### Problem details
Turn the lines from the one containing "In this exercise you will mark the tree trunk" through the end of the listing, both ends included, into a Markdown table with columns named Row and Entry. Number each line in Row, put the line itself in Entry, and leave out any blank lines.

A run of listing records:
· · · · ·

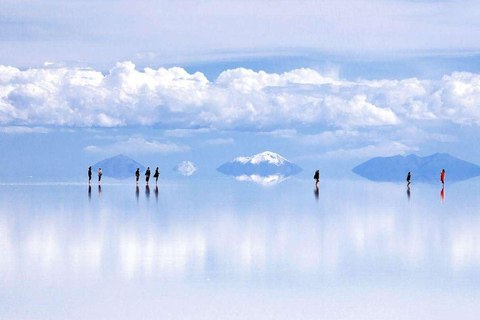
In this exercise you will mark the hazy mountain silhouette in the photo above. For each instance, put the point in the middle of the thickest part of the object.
(185, 168)
(263, 164)
(118, 167)
(424, 169)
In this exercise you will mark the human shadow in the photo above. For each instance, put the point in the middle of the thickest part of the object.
(147, 191)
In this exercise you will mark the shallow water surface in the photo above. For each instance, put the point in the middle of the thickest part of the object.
(226, 249)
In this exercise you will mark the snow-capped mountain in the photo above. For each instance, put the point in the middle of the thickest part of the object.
(263, 164)
(264, 181)
(118, 167)
(266, 156)
(425, 169)
(185, 168)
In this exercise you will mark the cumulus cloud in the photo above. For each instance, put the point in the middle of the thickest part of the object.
(219, 141)
(280, 133)
(381, 150)
(138, 145)
(184, 133)
(237, 99)
(21, 129)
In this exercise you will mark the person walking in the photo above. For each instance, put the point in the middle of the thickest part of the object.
(137, 175)
(316, 177)
(147, 175)
(89, 174)
(156, 175)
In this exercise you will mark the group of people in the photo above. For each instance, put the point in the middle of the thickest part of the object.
(90, 175)
(316, 177)
(156, 175)
(409, 178)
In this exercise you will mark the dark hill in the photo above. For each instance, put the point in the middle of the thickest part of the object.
(425, 169)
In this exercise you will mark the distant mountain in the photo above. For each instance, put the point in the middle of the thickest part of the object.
(425, 169)
(263, 164)
(263, 180)
(185, 168)
(118, 167)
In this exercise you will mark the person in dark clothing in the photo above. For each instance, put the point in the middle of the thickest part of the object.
(156, 175)
(316, 177)
(147, 175)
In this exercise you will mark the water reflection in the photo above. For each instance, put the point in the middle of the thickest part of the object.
(353, 237)
(147, 192)
(263, 180)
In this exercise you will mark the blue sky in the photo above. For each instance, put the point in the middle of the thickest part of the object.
(326, 84)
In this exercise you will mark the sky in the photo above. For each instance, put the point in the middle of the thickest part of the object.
(327, 84)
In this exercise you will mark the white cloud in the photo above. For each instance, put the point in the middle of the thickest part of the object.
(20, 130)
(138, 145)
(280, 133)
(238, 99)
(184, 133)
(219, 141)
(381, 150)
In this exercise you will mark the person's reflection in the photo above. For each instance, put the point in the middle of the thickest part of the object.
(147, 192)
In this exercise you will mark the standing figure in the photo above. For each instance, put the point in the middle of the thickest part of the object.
(316, 177)
(156, 175)
(137, 174)
(147, 175)
(89, 174)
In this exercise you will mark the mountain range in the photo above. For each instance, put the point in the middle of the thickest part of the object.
(118, 167)
(424, 169)
(263, 164)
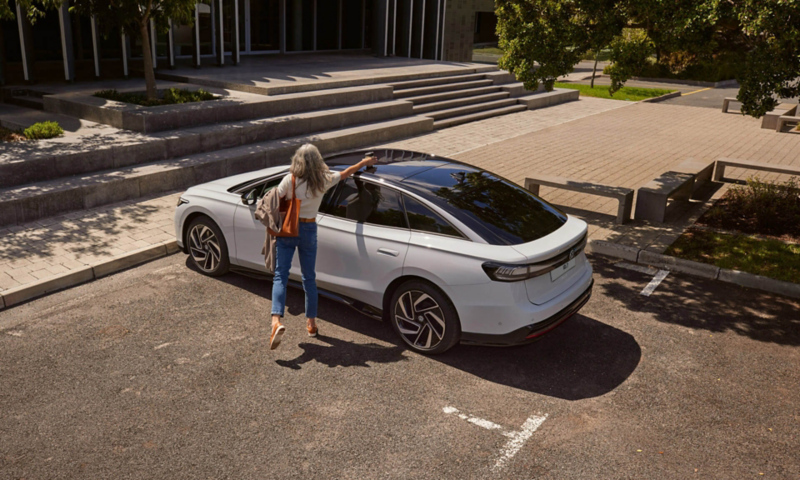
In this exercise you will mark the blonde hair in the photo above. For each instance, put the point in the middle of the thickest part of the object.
(308, 166)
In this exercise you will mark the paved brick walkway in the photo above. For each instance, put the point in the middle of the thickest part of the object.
(594, 140)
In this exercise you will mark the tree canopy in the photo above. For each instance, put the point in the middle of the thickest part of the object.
(543, 39)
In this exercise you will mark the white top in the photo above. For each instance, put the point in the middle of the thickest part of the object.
(309, 206)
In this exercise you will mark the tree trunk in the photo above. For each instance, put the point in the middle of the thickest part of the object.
(147, 58)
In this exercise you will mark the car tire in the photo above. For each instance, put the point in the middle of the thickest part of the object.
(424, 318)
(207, 247)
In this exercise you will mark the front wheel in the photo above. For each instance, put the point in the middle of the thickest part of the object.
(424, 318)
(207, 247)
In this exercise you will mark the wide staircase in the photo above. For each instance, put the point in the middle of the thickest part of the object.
(458, 99)
(54, 177)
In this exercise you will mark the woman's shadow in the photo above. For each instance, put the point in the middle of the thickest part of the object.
(341, 353)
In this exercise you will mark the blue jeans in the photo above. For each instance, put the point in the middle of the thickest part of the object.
(306, 243)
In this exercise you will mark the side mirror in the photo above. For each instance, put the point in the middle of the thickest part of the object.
(249, 198)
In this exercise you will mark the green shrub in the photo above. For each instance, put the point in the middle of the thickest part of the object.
(774, 206)
(42, 130)
(170, 96)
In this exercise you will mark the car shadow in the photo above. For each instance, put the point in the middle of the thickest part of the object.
(582, 358)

· · · · ·

### Full output
| Row | Entry |
|---|---|
| 1 | In this exercise you will mark the tree trunk in the photo above. For each instance, put the point in the middle of the thickest part of the object. |
| 2 | (147, 58) |
| 3 | In this exercise you will mark the car tire in the photo above. For each instance, put the point in the middle of the thickest part of the object. |
| 4 | (424, 318) |
| 5 | (207, 247) |
| 6 | In this exercise you will mark the front wheel in the photo above. For each instance, put the point in the middle of the thickest part of the object. |
| 7 | (424, 318) |
| 8 | (207, 247) |
| 9 | In this exercise you will mark the wide staircase in the photo above. For each instance, put the point in the middle of the thickest part of the object. |
| 10 | (458, 99) |
| 11 | (54, 177) |
| 12 | In this exercise you will mark the woman's shadow in the photo above. For each instance, put the point in the middle of the thickest part of the object. |
| 13 | (341, 353) |
| 14 | In this exercise you will mark the blue jeans in the photo above. For each instance, put the point in the middle of the thickest part of the object. |
| 15 | (306, 243) |
| 16 | In this exercise you will mark the side mirror in the photo above. For each instance, put the point in the middle of the thickest part of the object. |
| 17 | (249, 198) |
| 18 | In this exercise you will mark the green shrub in the photo above. For each instance, put the point in the middle of the thickest part of the object. |
| 19 | (774, 206) |
| 20 | (42, 130) |
| 21 | (170, 96) |
| 22 | In this exercise you will mark the car shadow in the photo above. For each instance, put the point in the middle of the thickest part of the object. |
| 23 | (582, 358) |